**EXERCISE:** Copy out the lines of the data below verbatim, starting at the line that contains "Annotation task — mark the car" and ending at the line that contains "<point>389,275</point>", both included.

[Coordinate annotation data]
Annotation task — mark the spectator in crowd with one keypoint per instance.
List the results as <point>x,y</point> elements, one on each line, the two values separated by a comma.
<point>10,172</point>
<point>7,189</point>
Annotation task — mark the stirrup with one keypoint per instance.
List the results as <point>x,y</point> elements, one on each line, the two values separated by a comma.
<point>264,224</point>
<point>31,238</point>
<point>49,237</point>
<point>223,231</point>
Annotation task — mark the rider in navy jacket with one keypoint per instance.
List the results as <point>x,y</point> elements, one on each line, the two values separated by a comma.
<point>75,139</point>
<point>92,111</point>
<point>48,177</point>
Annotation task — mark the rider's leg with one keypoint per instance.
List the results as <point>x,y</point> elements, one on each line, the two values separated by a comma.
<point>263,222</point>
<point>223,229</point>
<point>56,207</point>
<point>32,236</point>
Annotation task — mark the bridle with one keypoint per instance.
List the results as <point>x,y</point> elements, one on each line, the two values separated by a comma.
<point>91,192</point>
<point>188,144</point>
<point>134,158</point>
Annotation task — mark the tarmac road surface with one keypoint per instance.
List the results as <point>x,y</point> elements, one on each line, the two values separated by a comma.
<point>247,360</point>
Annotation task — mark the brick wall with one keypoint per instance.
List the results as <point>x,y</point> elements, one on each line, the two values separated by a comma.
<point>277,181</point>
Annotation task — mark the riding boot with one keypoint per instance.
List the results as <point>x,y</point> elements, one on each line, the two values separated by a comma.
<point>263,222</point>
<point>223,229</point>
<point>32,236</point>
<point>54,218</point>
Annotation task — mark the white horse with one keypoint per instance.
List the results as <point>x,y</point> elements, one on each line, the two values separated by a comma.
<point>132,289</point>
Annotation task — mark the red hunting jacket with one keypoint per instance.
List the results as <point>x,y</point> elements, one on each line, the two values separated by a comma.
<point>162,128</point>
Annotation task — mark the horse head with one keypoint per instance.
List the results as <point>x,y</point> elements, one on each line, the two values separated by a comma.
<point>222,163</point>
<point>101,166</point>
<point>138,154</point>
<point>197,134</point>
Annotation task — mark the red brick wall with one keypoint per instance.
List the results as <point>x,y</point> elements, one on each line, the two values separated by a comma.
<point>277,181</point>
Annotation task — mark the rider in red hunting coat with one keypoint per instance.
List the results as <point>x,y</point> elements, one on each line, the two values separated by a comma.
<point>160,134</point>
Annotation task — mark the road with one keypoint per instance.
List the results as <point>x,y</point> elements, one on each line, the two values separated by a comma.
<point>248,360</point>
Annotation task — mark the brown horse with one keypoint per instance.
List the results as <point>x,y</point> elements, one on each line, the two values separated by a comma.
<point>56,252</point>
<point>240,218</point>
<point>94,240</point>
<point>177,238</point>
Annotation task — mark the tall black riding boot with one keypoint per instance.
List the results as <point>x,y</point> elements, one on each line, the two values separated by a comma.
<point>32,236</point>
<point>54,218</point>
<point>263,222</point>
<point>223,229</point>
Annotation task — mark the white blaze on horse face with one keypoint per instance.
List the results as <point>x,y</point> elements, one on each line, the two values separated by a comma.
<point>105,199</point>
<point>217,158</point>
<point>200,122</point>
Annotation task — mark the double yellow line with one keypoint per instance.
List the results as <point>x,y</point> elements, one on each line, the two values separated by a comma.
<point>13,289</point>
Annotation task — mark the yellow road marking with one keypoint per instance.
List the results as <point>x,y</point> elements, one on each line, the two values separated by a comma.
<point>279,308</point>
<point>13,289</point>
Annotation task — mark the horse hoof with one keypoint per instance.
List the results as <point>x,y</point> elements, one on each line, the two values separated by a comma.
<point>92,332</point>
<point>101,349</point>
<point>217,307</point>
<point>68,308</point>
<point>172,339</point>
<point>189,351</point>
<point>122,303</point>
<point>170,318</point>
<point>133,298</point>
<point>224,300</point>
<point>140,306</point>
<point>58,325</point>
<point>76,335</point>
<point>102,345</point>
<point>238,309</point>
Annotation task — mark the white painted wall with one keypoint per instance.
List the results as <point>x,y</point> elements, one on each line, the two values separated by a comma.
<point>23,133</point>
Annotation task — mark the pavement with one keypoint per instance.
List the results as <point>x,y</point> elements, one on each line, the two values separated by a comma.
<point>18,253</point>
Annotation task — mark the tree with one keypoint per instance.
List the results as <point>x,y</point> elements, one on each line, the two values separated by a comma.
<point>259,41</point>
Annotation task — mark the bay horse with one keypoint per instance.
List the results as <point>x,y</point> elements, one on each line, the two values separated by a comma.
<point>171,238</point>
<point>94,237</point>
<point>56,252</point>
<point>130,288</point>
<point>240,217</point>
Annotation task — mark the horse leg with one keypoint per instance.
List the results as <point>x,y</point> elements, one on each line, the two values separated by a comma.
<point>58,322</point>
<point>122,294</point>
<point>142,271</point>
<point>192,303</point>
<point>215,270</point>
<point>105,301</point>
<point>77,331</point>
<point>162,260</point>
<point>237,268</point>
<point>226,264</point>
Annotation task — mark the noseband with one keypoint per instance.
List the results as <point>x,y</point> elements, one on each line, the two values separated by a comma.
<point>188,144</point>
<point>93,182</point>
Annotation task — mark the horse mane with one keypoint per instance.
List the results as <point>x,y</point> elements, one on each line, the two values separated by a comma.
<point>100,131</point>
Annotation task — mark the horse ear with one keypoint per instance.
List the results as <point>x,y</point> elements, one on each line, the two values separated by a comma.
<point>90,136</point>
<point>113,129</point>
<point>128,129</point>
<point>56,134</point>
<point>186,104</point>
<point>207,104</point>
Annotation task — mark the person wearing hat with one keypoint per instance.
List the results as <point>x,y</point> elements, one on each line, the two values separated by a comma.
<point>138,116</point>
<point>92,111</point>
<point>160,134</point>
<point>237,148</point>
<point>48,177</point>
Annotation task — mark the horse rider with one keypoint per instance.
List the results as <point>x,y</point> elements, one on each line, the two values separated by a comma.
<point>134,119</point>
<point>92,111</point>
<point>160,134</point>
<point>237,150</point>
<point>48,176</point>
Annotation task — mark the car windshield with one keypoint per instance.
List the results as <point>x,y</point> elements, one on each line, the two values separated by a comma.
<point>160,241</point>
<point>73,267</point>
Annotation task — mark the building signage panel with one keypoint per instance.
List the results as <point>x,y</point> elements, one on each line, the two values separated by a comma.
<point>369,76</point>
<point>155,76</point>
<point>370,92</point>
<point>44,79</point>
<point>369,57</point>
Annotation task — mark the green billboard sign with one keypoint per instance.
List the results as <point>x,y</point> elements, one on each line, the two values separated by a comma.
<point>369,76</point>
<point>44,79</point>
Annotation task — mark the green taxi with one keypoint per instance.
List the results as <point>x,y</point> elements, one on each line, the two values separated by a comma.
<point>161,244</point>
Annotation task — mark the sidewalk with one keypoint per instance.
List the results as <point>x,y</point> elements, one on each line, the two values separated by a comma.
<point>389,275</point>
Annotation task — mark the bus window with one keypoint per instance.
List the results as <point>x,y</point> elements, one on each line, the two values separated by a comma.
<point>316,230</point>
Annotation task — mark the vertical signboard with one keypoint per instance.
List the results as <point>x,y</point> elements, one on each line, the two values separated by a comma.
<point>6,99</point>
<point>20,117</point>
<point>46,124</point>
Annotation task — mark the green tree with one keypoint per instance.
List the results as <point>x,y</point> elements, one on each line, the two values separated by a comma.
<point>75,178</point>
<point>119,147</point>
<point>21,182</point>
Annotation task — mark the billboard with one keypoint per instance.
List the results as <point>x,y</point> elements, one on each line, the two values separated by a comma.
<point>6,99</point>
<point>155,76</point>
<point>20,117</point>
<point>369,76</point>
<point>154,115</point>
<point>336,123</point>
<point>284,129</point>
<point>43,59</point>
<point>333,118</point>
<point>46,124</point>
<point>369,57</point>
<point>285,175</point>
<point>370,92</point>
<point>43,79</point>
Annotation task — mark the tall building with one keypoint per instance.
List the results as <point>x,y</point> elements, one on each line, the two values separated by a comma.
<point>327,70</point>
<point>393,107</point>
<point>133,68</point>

**WRITTEN ANSWER:**
Annotation task — mark the car windshield with one keypoint per instance.
List the results as <point>x,y</point> elements, one on each line, the two values separated by a comma.
<point>160,241</point>
<point>73,267</point>
Annotation task — mark the building signage panel with one keypoint per instance.
List the results as <point>x,y</point> elements, one on each line, the two values separated by a comma.
<point>369,76</point>
<point>155,76</point>
<point>370,92</point>
<point>44,79</point>
<point>369,57</point>
Annotation task — mark the green billboard sign with one keypoint per instance.
List the results as <point>x,y</point> elements, one on each line, the two values separated by a comma.
<point>369,76</point>
<point>44,79</point>
Annotation task — mark the green taxi with one keypoint per instance.
List the results as <point>x,y</point> elements, one on each line, the two values separated by a comma.
<point>161,244</point>
Annotation task — mark the sidewalk with one keypoint per instance.
List the results as <point>x,y</point> elements, one on each line, the two values separated by a comma.
<point>389,275</point>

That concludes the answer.